··· TEXTO FORNECIDO

Os professores ainda não se deram conta deste facto? Mas vão a tempo de
arrepiar caminho e erradicar esta grave lacuna que tanto mal vem provocando no
aluno cabo-verdiano...
Para além de concordar com o que disse Agualusa deduzo que, possivelmente, ele
teve oportunidade de aqui e fora daqui, interagir com alguns dos nossos ditos
letrados ou quase isso, e pôde assim aquilatar da leveza e da fraqueza de
raciocínio criativo e dedutivo de muitos deles. Infelizmente é essa,
actualmente, (salvem-se as excepções) a nossa realidade dita cultural.
E quando, no início deste ano lectivo,
ouvi (na comunicação social) um candidato a professor, que saía de um teste
realizado pelo Ministério da Educação, responder à questão posta pelo Jornalista,
“como lhe correra o teste?” e para espanto meu, o questionado respondeu: ”Corrê fixe!” (O candidato queria dizer
que o teste lhe havia corrido bem). Fiz, a mim própria, a seguinte
interrogação: Mas que é isto? Que linguajar é este? Sim, esta não é linguagem de
alguém que se candidata a ensinar! Que nível! Não deve transmitir muito saber!...
Pobres alunos que, terão na sala de aula um indivíduo com esse perfil...

······
··· REGISTOS DE DADOS

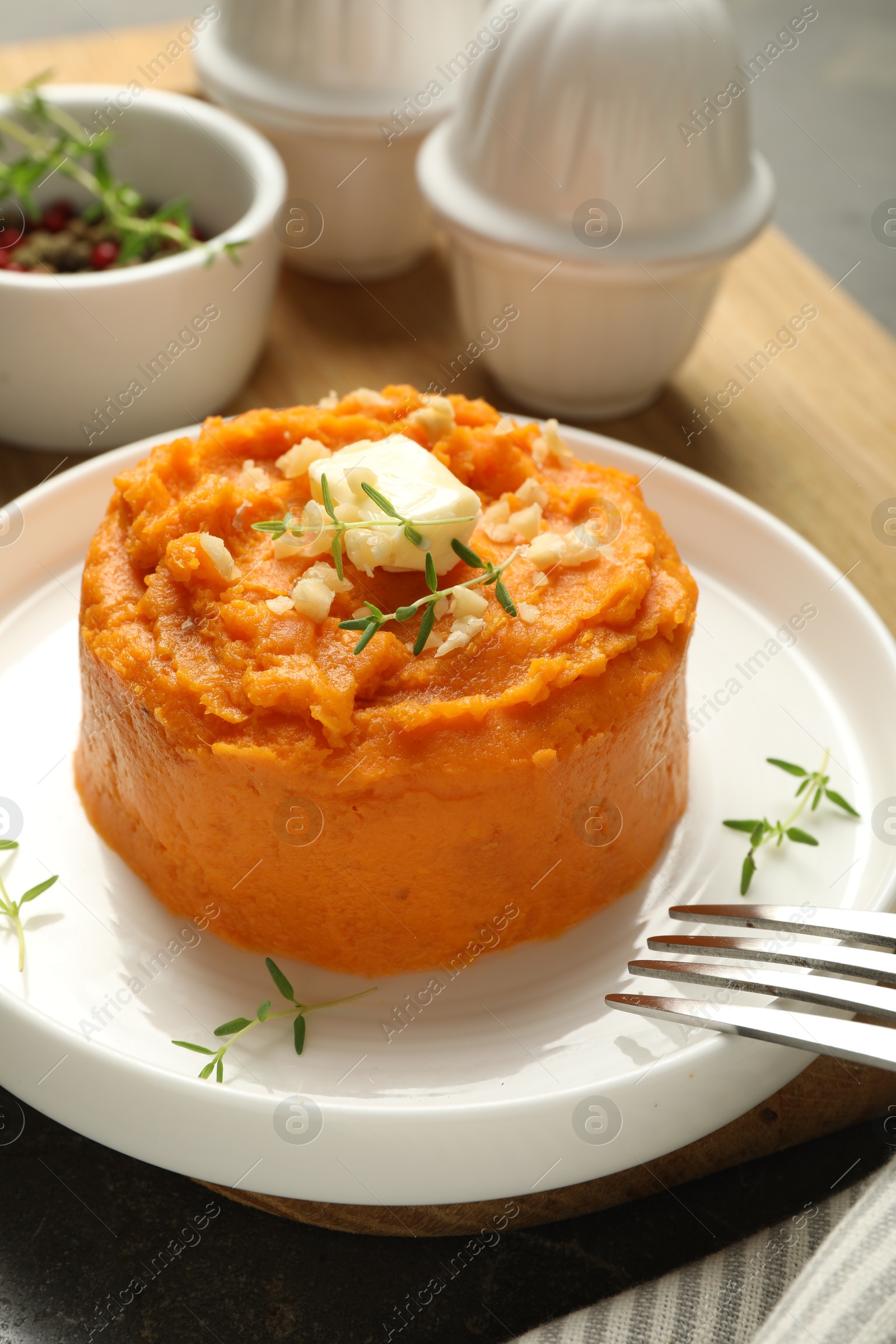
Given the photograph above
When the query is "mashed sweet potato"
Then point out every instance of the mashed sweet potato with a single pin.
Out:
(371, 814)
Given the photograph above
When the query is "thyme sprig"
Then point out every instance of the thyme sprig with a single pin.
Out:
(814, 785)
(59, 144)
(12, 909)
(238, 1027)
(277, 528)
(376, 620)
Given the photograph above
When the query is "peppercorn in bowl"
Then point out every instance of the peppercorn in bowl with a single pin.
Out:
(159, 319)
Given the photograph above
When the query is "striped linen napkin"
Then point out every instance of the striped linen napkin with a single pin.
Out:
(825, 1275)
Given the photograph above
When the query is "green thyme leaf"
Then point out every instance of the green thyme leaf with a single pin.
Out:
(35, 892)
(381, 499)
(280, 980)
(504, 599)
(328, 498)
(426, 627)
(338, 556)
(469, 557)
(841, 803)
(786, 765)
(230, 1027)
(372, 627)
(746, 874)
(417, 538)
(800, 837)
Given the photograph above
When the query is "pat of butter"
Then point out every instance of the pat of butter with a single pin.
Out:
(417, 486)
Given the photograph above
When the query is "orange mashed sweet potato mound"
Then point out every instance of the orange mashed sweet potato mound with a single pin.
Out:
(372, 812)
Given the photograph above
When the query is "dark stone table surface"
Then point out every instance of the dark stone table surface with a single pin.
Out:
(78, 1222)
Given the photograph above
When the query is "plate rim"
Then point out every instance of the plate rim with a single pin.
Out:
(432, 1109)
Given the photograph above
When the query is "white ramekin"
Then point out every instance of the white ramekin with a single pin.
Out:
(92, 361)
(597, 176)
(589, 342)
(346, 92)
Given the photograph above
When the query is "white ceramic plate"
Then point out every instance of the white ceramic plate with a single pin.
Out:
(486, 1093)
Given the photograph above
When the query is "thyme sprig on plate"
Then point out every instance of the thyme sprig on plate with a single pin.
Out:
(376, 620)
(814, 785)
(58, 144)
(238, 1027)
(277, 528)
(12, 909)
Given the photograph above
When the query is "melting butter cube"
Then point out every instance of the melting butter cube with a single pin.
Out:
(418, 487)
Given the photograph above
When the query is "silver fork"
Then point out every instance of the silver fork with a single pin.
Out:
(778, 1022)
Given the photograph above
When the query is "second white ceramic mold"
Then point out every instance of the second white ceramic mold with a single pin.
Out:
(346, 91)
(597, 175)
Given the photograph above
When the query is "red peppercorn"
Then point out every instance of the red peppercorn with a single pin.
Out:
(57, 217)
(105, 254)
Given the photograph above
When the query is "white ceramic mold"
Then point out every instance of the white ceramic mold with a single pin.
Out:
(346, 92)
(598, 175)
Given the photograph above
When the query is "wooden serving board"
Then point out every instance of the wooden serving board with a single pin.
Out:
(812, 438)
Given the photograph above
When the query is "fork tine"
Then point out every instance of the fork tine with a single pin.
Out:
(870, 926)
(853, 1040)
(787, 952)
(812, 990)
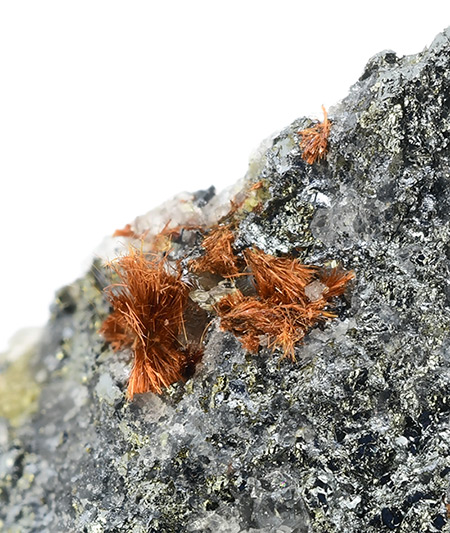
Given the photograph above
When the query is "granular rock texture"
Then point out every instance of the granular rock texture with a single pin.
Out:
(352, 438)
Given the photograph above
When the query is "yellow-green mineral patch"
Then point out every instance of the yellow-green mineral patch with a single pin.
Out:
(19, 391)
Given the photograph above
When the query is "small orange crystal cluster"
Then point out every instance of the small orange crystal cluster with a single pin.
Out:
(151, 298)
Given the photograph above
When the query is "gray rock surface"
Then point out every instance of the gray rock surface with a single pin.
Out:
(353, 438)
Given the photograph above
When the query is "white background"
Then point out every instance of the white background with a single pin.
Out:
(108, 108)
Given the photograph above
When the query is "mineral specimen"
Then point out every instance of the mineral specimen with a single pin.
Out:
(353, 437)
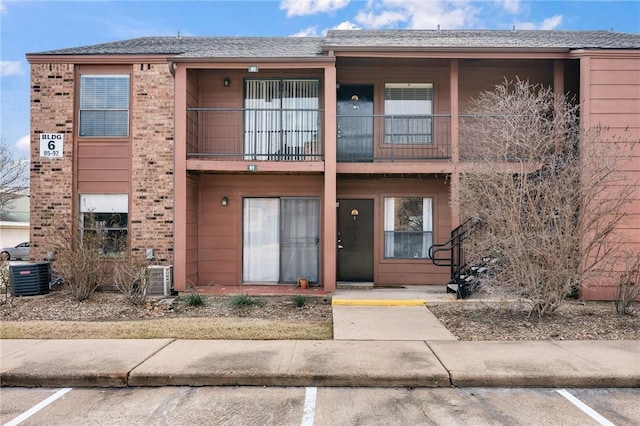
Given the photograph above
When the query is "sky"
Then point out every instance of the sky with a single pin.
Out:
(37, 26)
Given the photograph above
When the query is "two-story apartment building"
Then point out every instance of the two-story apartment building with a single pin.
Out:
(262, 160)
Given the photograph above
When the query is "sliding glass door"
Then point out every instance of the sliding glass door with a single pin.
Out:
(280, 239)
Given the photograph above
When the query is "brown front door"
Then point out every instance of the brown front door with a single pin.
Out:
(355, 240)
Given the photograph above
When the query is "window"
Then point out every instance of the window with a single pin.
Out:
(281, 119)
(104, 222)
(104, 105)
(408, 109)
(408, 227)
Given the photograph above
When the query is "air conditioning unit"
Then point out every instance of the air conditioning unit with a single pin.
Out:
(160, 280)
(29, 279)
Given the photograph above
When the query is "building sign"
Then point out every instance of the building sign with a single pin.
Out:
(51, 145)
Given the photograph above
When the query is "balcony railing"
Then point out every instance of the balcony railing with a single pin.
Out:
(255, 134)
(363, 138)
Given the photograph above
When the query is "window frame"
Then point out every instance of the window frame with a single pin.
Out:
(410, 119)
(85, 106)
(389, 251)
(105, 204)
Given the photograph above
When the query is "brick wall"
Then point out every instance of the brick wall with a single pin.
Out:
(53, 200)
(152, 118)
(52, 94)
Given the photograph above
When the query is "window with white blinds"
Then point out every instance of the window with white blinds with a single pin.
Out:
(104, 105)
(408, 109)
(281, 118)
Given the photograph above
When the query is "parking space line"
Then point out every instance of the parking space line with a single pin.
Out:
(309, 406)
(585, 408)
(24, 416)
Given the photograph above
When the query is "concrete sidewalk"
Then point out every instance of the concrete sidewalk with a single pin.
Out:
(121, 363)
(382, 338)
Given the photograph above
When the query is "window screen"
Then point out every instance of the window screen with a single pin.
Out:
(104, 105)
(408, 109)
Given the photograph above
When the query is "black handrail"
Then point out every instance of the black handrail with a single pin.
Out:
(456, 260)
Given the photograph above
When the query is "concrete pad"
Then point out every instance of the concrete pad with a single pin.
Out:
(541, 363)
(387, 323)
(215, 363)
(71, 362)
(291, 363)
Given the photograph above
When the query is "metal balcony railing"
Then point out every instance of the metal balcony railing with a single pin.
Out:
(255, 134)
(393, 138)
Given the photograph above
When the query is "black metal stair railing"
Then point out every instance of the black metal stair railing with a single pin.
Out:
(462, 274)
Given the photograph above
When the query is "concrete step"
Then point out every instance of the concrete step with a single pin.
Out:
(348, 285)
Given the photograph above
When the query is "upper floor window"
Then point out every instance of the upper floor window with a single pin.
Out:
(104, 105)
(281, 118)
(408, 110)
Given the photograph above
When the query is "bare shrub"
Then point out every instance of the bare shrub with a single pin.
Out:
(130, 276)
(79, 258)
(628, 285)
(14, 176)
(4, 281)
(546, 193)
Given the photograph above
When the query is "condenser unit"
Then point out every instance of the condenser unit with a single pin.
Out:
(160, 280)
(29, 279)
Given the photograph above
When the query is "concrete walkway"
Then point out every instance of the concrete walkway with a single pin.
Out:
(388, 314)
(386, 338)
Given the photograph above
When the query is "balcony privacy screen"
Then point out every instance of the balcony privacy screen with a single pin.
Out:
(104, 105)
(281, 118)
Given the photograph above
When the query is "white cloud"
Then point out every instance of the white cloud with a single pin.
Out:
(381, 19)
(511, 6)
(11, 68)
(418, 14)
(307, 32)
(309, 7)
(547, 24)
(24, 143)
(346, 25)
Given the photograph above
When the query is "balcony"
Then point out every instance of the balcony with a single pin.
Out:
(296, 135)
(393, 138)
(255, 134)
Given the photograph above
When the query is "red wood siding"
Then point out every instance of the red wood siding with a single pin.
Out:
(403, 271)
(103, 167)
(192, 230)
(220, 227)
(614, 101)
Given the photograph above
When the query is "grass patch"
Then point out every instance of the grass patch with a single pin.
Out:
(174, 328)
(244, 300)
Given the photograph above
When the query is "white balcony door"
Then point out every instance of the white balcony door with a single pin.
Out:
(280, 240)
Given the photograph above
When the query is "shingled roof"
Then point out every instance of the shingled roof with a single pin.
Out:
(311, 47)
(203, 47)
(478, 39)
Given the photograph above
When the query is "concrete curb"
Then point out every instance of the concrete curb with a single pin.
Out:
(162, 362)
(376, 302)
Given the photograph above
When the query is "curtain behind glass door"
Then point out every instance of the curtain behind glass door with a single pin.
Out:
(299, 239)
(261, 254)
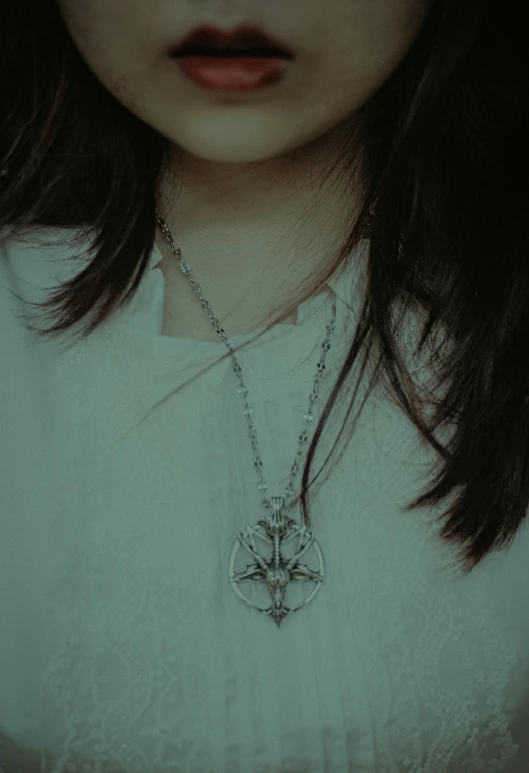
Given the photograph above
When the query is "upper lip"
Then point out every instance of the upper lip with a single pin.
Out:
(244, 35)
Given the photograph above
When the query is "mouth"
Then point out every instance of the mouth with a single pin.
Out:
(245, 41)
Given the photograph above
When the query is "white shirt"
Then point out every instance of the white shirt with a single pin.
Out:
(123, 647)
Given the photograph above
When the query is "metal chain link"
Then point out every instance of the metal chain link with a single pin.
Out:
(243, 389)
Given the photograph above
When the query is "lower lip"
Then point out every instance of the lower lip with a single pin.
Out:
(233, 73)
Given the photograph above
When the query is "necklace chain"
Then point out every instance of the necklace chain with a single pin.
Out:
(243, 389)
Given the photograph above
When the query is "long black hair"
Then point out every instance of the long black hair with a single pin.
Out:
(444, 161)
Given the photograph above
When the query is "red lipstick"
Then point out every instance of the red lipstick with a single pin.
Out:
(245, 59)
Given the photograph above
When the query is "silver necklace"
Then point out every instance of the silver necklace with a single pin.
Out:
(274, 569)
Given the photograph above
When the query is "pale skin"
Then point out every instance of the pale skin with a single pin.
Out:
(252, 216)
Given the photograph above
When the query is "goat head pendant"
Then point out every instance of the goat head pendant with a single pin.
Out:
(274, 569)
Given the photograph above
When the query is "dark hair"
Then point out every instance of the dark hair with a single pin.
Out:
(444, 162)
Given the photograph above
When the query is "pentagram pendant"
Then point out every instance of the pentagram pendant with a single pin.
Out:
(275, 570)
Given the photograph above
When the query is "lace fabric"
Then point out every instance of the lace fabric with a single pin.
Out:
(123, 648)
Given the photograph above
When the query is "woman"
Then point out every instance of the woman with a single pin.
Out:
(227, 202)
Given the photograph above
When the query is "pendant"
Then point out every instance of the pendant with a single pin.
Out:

······

*EXERCÍCIOS*.
A. Consegue transcrever palavra por palavra o trecho do texto sobre o ensino em Cabo Verde que começa em "Os professores ainda" e acaba em "aluno cabo-verdiano..."?
B. Pode prosseguir o texto sobre o ensino em Cabo Verde a partir da última frase apresentada?

*RESPOSTAS POR TAREFA*.
A.
Os professores ainda não se deram conta deste facto? Mas vão a tempo de
arrepiar caminho e erradicar esta grave lacuna que tanto mal vem provocando no
aluno cabo-verdiano...

B.
E por favor! A bem de toda a nação cabo-verdiana, ̶ residente e emigrada ̶ não
enviem para qualquer tipo de
cooperação ̶ para
formação, sim ̶ professores com um tal perfil! Seria uma
grande vergonha para aqueles que tanto pugnaram e vêm pugnando em defesa de um
ensino nacional decente.
Retomando o caso literário nacional, diria que, com efeito, existe uma
certa pressa em publicar, nos dias que correm (mesmo entre alguns mais velhos da
geração post-independência) aquilo que devia ser considerado a “primeira versão”
do poema, do conto, do ensaio ou do romance. Refazê-lo mil vezes, se preciso
for, até se atingir alguma qualidade digna de publicação, não é connosco. Daí,
uma certa ”fraqueza” conceptual e criativa dos escritos actuais, que transmitem
ao leitor uma sensação de incompletude e de insatisfação, por aquilo que
esperavam...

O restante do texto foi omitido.